**TASK DIRECTIONS:**
Could you reproduce all of the following entries exactly?

**ENTRIES SHOWN:**
◆ ◆ ◆ ◆ ◆ ◆ ◆

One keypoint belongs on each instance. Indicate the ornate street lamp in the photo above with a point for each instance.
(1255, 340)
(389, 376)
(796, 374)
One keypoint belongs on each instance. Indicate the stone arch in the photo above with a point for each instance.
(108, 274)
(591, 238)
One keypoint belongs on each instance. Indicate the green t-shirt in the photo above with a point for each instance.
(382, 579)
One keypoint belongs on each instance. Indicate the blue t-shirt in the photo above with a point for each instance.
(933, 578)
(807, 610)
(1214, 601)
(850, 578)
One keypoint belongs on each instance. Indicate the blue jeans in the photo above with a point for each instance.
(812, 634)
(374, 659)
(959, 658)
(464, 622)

◆ ◆ ◆ ◆ ◆ ◆ ◆

**REPLY:**
One keypoint belongs on each instance. Indicate the ornate street lamp in the photo above with a point for each instance.
(1255, 340)
(389, 376)
(796, 374)
One keypoint belongs on each instance. Indicate the stone arch in the photo above with a point for each instance.
(108, 274)
(591, 238)
One keypoint belongs on each instance. Indicate the green t-shirt in the photo above with a point for each instance.
(382, 579)
One keypoint belongs on each instance. Indicate the blue t-shirt in the photo above with a point for each instance.
(933, 578)
(807, 610)
(1214, 601)
(850, 578)
One keypoint belongs on each instance. Indicate the blue jeans in the photo above with a point for each instance.
(812, 634)
(374, 659)
(959, 658)
(464, 622)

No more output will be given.